Jesus goes back further than Deuteronomy, all the way to the deeps of time and creation. Genesis goes back farther than Moses. Jesus showed that marriage is hallowed by God at the beginning of time, and therefore those who interpret this law from Deuteronomy as something that allowed them to divorce a spouse for the slightest reason were opening themselves up to the charge of adultery. He therefore created a whole new case law for those who thought they could dispose of women on a whim. They couldn’t.

Later, when his disciples in private seemed to worriedly ask about this, Jesus repeated what he had said. Whoever divorced their spouse and remarried is an adulterer.

More insight can be gained by looking at the next four verses of today’s passage. People brought little children to Jesus, hoping for even a touch from the master’s hand, and the disciples, like many church busybodies, did their best to keep the children at bay, but Jesus, when he saw this, responded indignantly, “Let the little children come to me; do not stop them; for it is to such as these that the kingdom of God belongs.”

At the time of Jesus, children represented one of the most vulnerable populations. They had no rights, and relatively little value, until they were able to share in the family’s craft or agriculture. They were expected to work, and until they worked, they were a waste of time for someone like Jesus, at least in the eyes of the apostles. But Jesus told us that those on the margins of society — little children, women, women who have been divorced — are ones God favors. God’s law protects them. God’s people ought to encourage them.

When Jesus said “Truly  I tell you, whoever does not receive the kingdom of God as a little child will never enter it,” he may not have been saying what we usually think he was saying — that there is something pure and innocent about childhood and we need to bring that to the table. No, Jesus was saying that in order to be part of God’s people we can’t act like God owes us anything, as if we were workers paid by the hour or by the job.

● ● ● ● ●

Check your understanding -
1. Answer these questions from the text on divorce and the children:
(a) Which book does Jesus go back further than, reaching all the way to creation?
(b) What did the disciples try to do when people brought little children to Jesus?
(c) At the time of Jesus, until when did children have relatively little value?
2. Carry on the text on divorce and the children, beginning after its final sentence.
The material that follows has no connection to the text on divorce and the children.

● ● ● ● ●

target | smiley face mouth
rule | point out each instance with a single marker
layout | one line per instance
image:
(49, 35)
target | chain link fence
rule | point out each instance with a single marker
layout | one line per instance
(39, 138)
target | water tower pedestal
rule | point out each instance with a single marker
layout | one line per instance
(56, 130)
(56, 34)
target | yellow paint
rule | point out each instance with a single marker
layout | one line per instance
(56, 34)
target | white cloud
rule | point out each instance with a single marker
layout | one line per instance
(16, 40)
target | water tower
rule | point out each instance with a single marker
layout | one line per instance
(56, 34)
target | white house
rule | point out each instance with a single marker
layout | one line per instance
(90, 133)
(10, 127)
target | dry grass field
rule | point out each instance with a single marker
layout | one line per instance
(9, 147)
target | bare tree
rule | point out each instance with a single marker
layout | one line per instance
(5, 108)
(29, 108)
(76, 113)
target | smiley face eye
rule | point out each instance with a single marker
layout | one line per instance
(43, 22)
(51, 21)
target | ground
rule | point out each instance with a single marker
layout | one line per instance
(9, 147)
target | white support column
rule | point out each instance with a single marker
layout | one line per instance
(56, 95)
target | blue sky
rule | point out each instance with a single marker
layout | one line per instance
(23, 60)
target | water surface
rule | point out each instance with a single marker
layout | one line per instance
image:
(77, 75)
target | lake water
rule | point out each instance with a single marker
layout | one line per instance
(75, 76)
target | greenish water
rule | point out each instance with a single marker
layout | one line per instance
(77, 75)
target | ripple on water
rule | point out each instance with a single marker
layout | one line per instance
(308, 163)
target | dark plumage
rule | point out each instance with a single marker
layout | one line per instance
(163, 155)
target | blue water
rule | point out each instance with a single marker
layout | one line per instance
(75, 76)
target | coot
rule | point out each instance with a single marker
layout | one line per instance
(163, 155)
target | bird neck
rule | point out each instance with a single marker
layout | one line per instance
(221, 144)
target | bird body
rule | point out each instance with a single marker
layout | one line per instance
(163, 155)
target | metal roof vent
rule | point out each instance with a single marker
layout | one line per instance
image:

● ● ● ● ●

Exercise responses -
1.
(a) Deuteronomy.
(b) They tried to keep the children at bay.
(c) Until they were able to share in the family's craft or agriculture.

2.
Jesus was suggesting that despite our high opinion of ourselves we have no apparent monetary value, much like children before they’re able to help with the family business. Therefore we all, whether we have a high opinion of ourselves or not, depend on God’s grace. All of us are in that position of being given the priceless gift as a child — our value comes from God’s estimation, and not the work we do.

That is what that whole grace thing is about.

If you want a good example of what Jesus thinks about the divorced — see the story about the woman at the well, in the gospel of John. This woman had been married five times, and she wasn’t legally married to her current beaux. Yet Jesus asked her for a drink of water, demonstrating that whatever barriers his society put up against the two of them conversing he was willing to ignore. Jesus offered her the living water, which would sustain her spiritually. And this woman became the evangelist that brought her whole village into the fold.

The truth is, just like that marriage contract I referred to at the beginning of this message, God’s people had worked out over the centuries equitable ways to protect people in marriage, and to protect them in divorce as well.

Divorce is never a great outcome. No one goes into a wedding thinking, “If this doesn’t work out I’ll just bail on the whole marriage thing.” But there are abusers and there are abused people, and no one has the right to tyrannize another human being. In our own time we are recognizing that those who are terrorized, abused, and misused, male or female, have a right to begin anew.

Rather than being hard-hearted, at least until we ourselves are forced to throw ourselves before the throne of mercy for much-needed grace, let us offer each other kindness and understanding. Let us dedicate ourselves to protecting the most vulnerable in our society  This is how it was in the beginning, is now, and ever shall be, in the kingdom of grace and good news.

 Amen.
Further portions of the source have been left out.